• _OBJECTIVE_: Return the lines of the records from the line that contains "for the brass" up to and including the line that contains "61,0,513,349", copied character for character. Give those lines alone.

________

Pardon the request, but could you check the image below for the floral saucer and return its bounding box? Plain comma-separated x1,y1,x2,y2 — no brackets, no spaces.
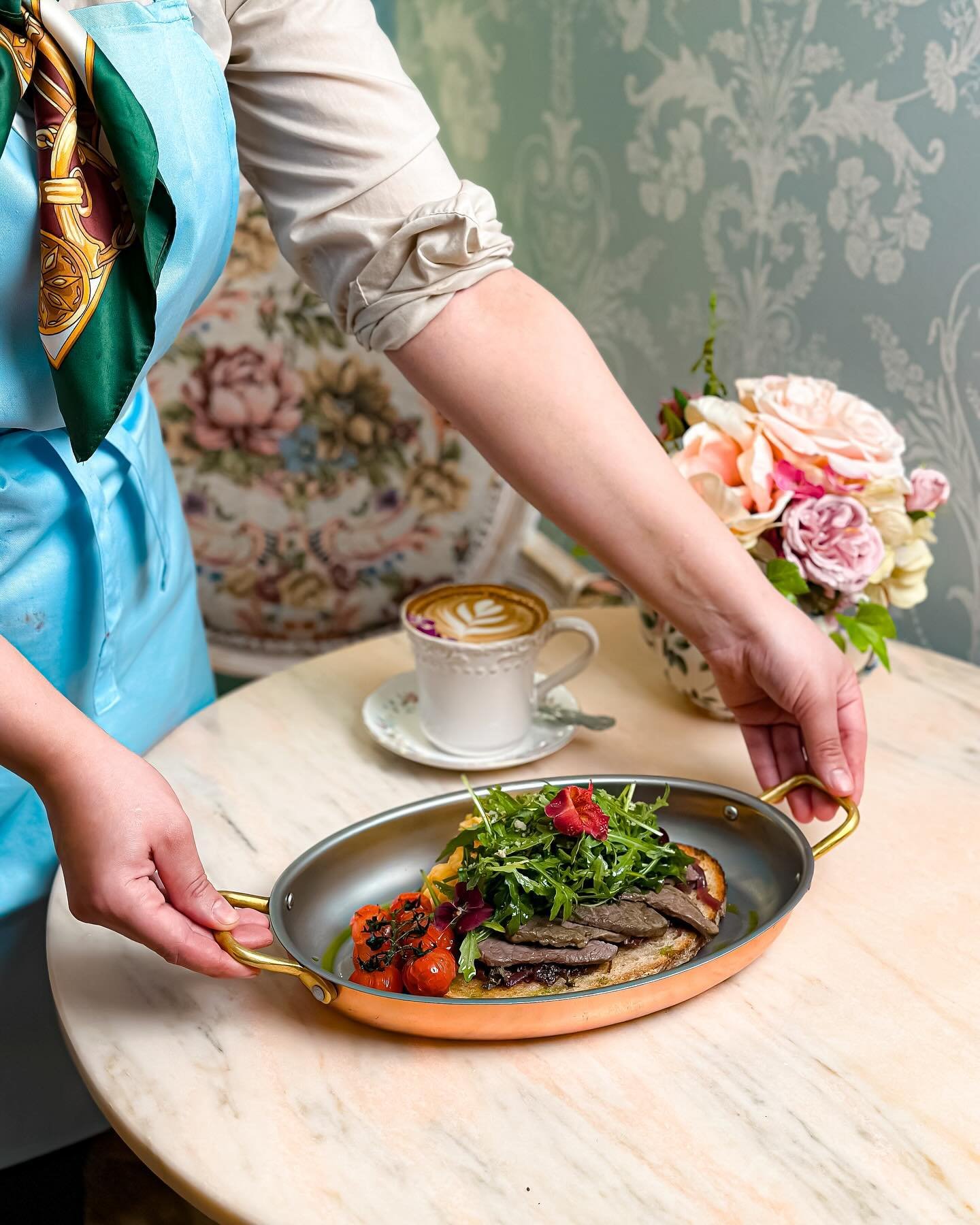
361,672,578,773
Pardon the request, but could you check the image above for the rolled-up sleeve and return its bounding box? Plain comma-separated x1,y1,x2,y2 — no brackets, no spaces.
225,0,513,349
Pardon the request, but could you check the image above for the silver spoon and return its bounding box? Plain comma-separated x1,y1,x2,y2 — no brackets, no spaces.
536,706,616,732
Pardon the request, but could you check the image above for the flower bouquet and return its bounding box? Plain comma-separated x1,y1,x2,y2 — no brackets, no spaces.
643,299,949,714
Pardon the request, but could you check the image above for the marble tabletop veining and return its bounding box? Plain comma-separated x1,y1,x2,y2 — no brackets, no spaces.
48,610,980,1225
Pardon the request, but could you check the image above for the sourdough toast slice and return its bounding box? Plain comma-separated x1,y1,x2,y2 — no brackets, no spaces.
447,843,725,1000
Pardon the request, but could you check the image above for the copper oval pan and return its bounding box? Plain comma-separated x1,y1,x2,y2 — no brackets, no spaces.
216,774,860,1040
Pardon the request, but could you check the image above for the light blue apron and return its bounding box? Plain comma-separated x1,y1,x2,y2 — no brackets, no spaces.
0,0,238,1167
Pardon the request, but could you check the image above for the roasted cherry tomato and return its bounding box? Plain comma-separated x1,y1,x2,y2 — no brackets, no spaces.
350,956,402,995
406,922,453,953
389,893,434,922
350,906,391,953
402,948,456,996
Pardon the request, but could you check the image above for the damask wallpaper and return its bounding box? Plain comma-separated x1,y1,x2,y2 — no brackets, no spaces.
392,0,980,663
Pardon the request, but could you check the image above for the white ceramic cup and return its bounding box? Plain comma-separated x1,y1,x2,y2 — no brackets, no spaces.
402,583,599,761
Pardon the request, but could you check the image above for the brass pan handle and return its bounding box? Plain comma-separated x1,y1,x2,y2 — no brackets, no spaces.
214,889,337,1003
760,774,861,859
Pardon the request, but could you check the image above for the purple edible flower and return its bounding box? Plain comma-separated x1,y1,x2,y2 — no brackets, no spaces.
408,612,442,638
432,881,493,936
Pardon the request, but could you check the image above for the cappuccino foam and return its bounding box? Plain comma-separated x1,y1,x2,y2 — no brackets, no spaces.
406,583,548,644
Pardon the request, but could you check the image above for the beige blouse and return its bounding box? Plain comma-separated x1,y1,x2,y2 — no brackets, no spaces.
61,0,513,349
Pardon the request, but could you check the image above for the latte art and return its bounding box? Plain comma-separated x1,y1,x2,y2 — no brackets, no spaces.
406,583,548,644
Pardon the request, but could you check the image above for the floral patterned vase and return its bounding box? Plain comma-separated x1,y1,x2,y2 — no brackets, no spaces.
150,187,529,671
640,604,879,720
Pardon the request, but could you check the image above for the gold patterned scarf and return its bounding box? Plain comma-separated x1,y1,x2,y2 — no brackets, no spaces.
0,0,175,459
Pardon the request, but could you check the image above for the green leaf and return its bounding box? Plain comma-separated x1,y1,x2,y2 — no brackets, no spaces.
660,404,686,442
856,600,898,638
459,928,487,983
836,602,896,671
691,294,728,395
766,557,810,603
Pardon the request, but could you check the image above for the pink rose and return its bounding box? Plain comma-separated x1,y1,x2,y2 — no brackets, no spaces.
180,344,303,456
736,375,905,481
773,459,827,497
783,493,885,595
671,421,751,508
905,468,949,511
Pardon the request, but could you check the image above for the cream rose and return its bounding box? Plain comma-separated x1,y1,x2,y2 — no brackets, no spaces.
854,476,913,549
691,472,793,549
736,375,905,481
867,539,934,609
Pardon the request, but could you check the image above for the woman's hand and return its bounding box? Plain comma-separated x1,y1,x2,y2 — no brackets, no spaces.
35,724,272,979
704,602,867,822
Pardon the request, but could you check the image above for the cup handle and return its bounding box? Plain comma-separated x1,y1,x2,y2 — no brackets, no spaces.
534,616,599,706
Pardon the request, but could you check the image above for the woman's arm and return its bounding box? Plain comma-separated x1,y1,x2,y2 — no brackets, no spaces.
389,270,865,819
0,638,272,977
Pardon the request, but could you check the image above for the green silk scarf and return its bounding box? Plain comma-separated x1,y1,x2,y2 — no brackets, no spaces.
0,0,176,461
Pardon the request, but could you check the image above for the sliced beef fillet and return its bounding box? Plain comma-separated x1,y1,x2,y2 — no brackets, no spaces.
507,915,591,948
622,885,718,936
478,936,616,966
572,898,668,937
507,915,623,948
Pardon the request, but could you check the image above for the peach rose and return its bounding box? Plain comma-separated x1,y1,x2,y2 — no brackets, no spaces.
689,472,793,549
736,375,905,481
180,344,303,456
672,421,742,495
679,395,777,513
905,468,949,511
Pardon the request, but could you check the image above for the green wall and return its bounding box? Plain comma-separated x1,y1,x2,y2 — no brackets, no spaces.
393,0,980,662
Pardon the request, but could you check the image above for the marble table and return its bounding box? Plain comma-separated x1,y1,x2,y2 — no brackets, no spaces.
48,610,980,1225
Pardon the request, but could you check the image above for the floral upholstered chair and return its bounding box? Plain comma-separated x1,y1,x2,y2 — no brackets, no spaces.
150,186,579,676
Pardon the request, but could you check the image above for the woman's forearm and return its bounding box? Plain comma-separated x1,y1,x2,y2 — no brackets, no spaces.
389,271,781,646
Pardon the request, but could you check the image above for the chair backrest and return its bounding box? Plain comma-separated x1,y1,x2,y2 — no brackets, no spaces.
150,178,533,670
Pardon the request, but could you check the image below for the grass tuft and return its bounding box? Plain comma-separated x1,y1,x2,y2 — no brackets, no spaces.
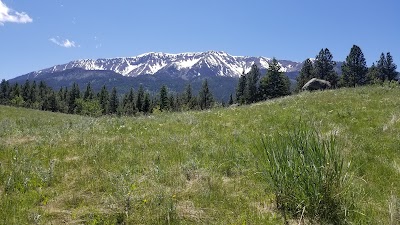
261,123,352,224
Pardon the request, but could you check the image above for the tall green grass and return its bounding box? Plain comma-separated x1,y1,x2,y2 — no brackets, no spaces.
261,123,352,224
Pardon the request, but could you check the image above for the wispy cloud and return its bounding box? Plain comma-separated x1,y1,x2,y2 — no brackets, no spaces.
0,0,33,25
49,37,79,48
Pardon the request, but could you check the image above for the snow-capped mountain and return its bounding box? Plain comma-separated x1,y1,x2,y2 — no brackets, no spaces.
31,51,301,79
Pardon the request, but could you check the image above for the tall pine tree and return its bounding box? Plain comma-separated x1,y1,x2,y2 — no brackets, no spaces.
136,85,144,112
260,58,290,100
108,87,119,114
296,59,314,91
377,52,397,82
98,85,110,115
385,52,397,81
160,85,169,111
199,79,214,110
244,63,260,104
83,82,94,100
236,70,246,104
314,48,339,87
341,45,368,87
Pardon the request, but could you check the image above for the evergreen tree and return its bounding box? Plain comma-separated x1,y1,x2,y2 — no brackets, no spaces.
29,81,40,109
122,88,136,115
236,70,246,104
39,81,47,101
341,45,368,87
199,79,214,110
376,52,386,82
108,87,119,114
136,85,144,112
98,85,110,115
385,52,397,81
160,85,169,111
184,84,193,105
0,79,11,105
260,58,290,100
83,82,94,100
244,63,260,104
314,48,339,87
228,94,233,105
43,90,58,112
58,87,68,113
10,83,24,107
377,52,397,82
143,92,151,114
296,59,314,91
68,82,80,113
22,80,31,103
367,63,381,84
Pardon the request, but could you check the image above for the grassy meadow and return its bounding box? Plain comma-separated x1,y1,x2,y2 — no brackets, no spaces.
0,86,400,224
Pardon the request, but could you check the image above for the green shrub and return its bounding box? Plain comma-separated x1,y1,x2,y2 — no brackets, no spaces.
260,124,352,224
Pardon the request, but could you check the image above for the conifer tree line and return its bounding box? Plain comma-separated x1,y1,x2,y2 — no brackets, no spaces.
0,80,217,116
236,45,398,104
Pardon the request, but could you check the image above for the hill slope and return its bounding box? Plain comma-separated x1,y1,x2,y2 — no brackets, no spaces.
0,87,400,224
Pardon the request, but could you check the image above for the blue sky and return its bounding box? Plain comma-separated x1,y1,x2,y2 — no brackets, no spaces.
0,0,400,79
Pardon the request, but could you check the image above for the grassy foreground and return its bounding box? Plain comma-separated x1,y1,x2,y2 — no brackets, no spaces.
0,87,400,224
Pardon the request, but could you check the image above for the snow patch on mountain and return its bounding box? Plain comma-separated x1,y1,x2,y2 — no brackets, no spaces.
30,51,301,78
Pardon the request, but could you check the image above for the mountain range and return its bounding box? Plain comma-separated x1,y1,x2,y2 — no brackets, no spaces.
10,51,342,100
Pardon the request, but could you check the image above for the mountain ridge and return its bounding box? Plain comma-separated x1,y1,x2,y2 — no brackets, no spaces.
29,51,301,80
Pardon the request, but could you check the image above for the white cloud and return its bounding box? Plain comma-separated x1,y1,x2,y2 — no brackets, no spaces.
0,0,33,25
49,37,79,48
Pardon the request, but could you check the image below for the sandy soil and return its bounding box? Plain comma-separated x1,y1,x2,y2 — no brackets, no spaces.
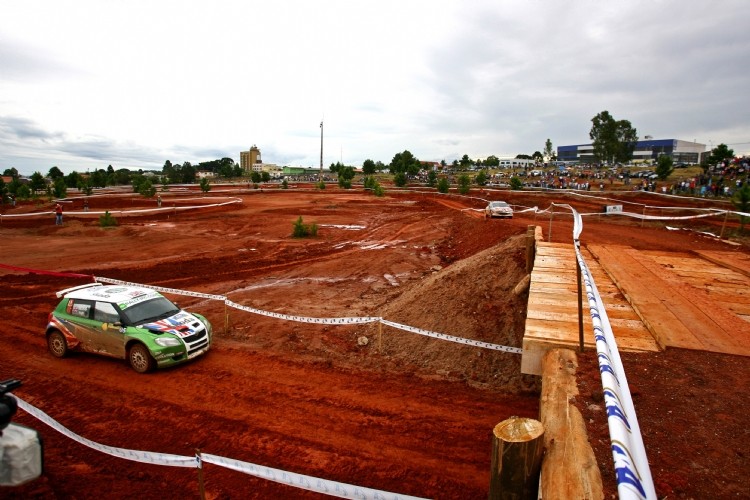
0,188,750,499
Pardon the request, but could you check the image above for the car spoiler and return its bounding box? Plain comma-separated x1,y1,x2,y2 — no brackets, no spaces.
55,283,102,299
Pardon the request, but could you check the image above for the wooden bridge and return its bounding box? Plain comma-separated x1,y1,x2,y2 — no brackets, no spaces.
521,241,750,375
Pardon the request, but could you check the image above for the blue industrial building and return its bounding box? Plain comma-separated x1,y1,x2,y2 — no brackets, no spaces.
557,138,706,164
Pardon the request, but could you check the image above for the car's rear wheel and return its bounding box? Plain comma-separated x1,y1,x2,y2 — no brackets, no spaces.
128,344,156,373
47,330,68,358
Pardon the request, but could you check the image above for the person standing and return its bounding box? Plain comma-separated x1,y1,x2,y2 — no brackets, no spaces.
55,203,62,226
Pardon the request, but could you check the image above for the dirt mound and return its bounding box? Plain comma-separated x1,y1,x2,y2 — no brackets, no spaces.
370,235,539,393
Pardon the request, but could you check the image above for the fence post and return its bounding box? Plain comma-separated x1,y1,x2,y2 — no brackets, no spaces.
526,225,536,274
489,417,544,500
195,448,206,500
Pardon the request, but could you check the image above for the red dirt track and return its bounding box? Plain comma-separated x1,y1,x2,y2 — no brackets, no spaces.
0,187,750,499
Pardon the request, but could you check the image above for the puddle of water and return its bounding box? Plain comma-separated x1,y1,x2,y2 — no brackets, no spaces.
318,224,365,231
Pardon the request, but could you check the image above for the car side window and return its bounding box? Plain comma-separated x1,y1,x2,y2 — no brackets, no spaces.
94,302,120,323
68,299,92,319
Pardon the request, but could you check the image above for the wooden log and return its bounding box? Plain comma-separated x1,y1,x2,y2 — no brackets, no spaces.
489,417,544,500
539,349,606,499
526,226,536,273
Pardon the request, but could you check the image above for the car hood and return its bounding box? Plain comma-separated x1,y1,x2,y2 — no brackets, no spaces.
138,311,204,337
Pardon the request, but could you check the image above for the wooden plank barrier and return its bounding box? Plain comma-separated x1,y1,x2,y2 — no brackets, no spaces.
539,349,604,499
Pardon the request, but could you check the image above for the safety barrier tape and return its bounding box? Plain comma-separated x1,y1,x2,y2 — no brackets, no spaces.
11,394,198,467
10,394,428,500
88,276,523,354
0,264,94,279
226,299,381,325
94,276,226,301
553,204,656,500
380,319,523,354
0,198,242,218
201,453,428,500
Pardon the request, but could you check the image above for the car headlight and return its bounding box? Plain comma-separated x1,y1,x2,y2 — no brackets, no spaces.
154,337,182,347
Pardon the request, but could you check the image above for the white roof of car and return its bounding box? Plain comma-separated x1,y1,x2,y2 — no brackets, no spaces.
57,283,161,304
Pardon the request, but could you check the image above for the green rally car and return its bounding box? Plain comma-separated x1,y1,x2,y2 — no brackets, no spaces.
46,283,211,373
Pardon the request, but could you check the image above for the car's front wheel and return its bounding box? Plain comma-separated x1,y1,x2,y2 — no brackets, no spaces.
128,344,156,373
47,330,68,358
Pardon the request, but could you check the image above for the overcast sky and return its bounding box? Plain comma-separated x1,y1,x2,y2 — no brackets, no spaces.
0,0,750,175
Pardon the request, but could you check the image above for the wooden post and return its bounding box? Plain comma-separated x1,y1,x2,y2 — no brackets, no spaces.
526,226,536,274
195,449,206,500
378,321,383,354
489,417,544,500
547,205,555,243
539,349,604,500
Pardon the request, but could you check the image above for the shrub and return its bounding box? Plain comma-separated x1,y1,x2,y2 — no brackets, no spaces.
99,210,117,227
292,215,318,238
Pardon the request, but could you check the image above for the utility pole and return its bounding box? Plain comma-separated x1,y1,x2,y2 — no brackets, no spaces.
318,120,323,182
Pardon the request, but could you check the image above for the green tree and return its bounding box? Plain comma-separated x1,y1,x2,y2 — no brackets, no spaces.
393,172,406,187
65,170,83,188
655,155,674,181
484,155,500,168
362,159,375,175
138,179,156,198
29,172,47,194
52,177,68,199
589,111,638,164
76,178,94,196
458,174,471,194
47,167,65,181
339,166,354,189
732,184,750,233
389,150,422,177
427,170,437,187
292,215,318,238
474,170,487,186
15,184,31,200
544,139,555,161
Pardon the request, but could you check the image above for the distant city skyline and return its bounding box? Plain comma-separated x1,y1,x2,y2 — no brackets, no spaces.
0,0,750,175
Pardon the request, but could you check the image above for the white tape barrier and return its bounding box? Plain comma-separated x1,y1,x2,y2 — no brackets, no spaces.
0,198,242,218
94,276,523,354
576,250,656,500
553,204,656,500
10,394,428,500
201,453,428,500
11,394,198,467
380,319,523,354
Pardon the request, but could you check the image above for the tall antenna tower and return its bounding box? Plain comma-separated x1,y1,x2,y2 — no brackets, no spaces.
318,120,323,182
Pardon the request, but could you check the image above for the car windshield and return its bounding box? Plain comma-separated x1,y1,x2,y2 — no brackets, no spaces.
123,297,180,325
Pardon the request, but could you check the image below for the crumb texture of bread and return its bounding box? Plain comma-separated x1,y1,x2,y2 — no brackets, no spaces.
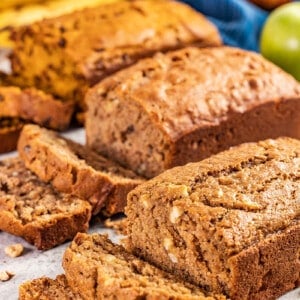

________

• _THE COMPLETED TASK_:
Pardon the request, but could you check the image above for the brass pan handle and return its bounding box? Plain comma-separated x1,y1,x2,y2 — no brackets, no spaces.
214,889,337,1003
760,774,861,859
Pardon the request, but could you check the image above for the purple edible flower and return its bounding box? Plain comma-separated x1,y1,x2,y2 — no brackets, no spaces.
408,612,442,638
432,881,493,936
Pardon the request, but could you check the image above for the cappuccino foam and return its bounding box? Plain comma-separated x1,y1,x2,y2 — no brackets, no spaces.
406,583,548,644
Pardon the request, but could you check the image above for the beige blouse and return its bounding box? Plain comma-separated x1,y1,x2,y2 — no brackets, no spaces.
61,0,513,349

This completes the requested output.